[start]

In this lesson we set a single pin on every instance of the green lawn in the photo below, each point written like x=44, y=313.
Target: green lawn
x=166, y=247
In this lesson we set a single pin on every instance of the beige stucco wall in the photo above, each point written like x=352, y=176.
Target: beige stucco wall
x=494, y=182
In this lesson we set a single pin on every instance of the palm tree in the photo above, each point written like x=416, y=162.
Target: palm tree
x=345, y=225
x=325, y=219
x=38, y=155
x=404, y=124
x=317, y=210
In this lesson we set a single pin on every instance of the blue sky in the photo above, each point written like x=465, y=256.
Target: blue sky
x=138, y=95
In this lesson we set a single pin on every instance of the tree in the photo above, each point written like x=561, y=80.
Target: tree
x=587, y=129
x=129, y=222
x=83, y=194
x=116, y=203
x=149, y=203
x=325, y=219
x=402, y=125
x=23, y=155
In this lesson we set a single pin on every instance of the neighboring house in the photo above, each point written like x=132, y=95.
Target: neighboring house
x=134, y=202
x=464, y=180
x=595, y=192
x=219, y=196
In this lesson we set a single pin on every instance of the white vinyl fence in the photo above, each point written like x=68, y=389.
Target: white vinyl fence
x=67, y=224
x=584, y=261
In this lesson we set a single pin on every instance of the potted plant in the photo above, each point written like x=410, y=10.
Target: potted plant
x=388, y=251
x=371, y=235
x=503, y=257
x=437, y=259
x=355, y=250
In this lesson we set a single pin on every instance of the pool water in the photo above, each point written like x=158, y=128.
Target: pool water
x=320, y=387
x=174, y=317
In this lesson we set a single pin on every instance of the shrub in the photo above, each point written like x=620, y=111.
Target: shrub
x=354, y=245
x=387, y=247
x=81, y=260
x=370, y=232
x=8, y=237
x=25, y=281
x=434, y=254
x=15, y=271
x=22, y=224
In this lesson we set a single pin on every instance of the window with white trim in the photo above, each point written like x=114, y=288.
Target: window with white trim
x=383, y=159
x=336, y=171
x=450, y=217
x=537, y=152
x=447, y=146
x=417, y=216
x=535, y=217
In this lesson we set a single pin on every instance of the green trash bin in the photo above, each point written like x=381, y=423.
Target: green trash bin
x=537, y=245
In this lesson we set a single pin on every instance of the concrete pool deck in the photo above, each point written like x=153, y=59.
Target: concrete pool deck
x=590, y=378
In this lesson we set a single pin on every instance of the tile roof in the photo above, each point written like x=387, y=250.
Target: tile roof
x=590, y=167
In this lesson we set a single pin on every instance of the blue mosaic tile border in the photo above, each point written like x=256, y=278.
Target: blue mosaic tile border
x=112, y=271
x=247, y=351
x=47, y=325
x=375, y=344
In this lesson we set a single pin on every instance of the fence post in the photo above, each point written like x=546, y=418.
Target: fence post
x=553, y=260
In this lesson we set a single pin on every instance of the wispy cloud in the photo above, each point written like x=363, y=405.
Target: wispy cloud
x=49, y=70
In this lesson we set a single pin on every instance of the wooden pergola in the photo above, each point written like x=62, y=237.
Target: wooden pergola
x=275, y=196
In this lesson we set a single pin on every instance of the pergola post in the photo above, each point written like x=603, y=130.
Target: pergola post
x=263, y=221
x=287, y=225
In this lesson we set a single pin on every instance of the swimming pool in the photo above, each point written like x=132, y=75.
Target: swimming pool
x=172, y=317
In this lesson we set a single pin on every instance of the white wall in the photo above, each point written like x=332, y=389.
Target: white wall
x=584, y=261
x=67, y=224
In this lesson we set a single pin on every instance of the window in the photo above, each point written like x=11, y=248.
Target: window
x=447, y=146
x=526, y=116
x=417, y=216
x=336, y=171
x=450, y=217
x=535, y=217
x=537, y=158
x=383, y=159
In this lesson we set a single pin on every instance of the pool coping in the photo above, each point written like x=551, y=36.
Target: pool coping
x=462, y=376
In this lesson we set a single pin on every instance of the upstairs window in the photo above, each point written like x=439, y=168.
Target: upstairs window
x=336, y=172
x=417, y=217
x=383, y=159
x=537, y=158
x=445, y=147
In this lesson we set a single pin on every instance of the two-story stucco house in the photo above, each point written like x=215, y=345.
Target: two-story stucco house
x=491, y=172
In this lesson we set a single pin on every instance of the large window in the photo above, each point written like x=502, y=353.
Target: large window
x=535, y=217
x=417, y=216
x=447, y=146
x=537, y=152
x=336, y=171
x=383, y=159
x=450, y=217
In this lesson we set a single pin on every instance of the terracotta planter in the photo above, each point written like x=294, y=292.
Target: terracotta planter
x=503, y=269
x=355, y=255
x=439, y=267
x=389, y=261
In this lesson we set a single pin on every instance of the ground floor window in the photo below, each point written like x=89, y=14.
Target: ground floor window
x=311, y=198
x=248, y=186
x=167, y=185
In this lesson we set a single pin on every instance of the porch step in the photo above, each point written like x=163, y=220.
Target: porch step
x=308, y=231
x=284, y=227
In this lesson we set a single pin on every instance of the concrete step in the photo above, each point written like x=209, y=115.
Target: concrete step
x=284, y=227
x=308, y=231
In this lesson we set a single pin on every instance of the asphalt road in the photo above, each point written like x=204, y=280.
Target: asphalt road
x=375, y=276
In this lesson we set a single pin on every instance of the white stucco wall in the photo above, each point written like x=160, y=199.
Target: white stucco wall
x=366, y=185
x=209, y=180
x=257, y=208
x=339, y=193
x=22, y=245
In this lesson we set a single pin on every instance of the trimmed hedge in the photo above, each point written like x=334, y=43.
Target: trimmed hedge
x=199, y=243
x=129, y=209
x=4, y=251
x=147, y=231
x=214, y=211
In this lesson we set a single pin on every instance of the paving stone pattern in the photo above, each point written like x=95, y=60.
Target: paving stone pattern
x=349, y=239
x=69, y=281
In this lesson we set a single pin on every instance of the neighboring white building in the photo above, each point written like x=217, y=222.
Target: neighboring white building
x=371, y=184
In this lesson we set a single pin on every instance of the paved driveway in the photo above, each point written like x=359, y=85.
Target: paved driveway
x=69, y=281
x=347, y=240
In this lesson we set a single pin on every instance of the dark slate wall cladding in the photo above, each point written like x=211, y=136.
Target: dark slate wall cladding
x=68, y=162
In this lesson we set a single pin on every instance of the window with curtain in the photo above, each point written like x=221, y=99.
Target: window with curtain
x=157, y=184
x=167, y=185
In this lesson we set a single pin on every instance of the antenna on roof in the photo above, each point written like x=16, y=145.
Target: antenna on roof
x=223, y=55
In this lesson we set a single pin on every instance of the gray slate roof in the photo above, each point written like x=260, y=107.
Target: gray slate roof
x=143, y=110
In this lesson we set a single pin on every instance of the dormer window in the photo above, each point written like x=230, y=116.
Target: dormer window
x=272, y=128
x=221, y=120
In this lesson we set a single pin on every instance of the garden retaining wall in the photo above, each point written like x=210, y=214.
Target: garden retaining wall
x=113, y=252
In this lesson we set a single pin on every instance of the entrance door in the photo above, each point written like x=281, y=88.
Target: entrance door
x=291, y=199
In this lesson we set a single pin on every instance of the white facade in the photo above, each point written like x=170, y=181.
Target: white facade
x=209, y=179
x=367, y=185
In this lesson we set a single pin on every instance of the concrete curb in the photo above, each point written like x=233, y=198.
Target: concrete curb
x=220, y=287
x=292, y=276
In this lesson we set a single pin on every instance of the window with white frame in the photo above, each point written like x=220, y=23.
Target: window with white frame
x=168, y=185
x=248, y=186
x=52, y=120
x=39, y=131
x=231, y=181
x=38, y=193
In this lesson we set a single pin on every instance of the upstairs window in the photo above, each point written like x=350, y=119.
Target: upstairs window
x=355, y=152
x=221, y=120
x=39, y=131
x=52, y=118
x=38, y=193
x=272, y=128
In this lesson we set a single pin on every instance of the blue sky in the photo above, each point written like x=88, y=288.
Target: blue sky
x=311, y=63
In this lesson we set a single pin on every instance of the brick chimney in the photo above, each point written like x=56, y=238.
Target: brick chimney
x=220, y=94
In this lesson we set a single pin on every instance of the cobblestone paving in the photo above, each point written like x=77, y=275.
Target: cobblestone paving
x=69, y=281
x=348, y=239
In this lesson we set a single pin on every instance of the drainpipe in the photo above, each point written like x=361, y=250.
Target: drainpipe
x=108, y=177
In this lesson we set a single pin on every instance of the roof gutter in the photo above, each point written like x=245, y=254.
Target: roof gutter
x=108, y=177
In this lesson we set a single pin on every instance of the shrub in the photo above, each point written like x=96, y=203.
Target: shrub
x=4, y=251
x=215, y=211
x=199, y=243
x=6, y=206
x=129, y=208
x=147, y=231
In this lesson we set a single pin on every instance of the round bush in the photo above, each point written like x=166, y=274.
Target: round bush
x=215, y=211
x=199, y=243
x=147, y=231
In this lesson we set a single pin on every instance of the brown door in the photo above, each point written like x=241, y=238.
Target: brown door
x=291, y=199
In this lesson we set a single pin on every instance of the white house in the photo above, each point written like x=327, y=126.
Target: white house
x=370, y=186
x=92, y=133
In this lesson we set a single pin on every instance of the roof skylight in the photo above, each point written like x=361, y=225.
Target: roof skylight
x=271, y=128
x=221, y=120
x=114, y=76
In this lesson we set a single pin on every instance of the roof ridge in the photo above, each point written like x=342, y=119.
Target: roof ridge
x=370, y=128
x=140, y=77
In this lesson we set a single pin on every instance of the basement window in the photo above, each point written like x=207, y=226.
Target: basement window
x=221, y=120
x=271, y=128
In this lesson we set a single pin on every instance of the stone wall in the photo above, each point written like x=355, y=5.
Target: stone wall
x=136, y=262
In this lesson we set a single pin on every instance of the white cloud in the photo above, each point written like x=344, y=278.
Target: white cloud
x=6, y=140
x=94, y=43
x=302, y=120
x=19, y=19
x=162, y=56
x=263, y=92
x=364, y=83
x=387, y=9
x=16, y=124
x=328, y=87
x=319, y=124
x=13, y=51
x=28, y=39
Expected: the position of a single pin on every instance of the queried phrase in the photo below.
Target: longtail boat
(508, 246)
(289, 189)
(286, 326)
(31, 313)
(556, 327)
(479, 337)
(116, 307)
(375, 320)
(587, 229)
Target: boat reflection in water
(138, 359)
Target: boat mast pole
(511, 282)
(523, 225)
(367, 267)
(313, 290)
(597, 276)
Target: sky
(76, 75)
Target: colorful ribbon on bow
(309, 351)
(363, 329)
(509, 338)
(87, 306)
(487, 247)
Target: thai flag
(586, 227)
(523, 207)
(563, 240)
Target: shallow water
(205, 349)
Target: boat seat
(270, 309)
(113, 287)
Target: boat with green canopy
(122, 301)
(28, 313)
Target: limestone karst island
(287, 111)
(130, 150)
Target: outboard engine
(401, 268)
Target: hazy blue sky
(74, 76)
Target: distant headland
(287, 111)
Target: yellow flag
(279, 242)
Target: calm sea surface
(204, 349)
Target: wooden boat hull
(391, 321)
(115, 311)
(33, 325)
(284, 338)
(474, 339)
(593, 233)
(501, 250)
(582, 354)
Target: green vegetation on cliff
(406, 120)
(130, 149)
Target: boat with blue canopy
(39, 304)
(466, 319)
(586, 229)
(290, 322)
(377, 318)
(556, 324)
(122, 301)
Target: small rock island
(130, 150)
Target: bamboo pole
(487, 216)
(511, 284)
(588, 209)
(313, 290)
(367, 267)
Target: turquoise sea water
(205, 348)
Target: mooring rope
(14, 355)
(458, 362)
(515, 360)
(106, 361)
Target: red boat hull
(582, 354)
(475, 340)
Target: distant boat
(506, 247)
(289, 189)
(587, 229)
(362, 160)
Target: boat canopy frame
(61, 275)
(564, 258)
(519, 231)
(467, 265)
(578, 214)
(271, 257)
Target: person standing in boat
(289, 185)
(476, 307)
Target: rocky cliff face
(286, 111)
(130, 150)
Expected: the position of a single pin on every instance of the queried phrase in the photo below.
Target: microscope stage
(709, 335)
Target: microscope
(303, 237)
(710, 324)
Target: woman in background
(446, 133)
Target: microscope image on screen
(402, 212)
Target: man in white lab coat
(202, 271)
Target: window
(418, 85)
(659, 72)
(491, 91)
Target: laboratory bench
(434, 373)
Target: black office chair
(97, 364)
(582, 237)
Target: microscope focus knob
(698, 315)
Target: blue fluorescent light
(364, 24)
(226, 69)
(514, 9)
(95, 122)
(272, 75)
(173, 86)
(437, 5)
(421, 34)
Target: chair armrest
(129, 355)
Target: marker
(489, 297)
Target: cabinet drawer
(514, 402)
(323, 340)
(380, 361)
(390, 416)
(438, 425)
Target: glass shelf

[end]

Repeat the entries word for word, starting at the very first line and ending at the line that contains "x=138, y=95".

In this lesson we set a single pin on every instance of the green lawn in the photo below, each point written like x=44, y=313.
Target: green lawn
x=166, y=247
In this lesson we set a single pin on every instance of the beige stucco wall in the photo above, each point written like x=352, y=176.
Target: beige stucco wall
x=494, y=182
In this lesson we set a single pin on every instance of the palm tree in the photo above, each point written like x=416, y=162.
Target: palm tree
x=345, y=225
x=325, y=219
x=38, y=155
x=404, y=124
x=317, y=210
In this lesson we set a single pin on every instance of the blue sky in the photo above, each point written like x=465, y=256.
Target: blue sky
x=138, y=95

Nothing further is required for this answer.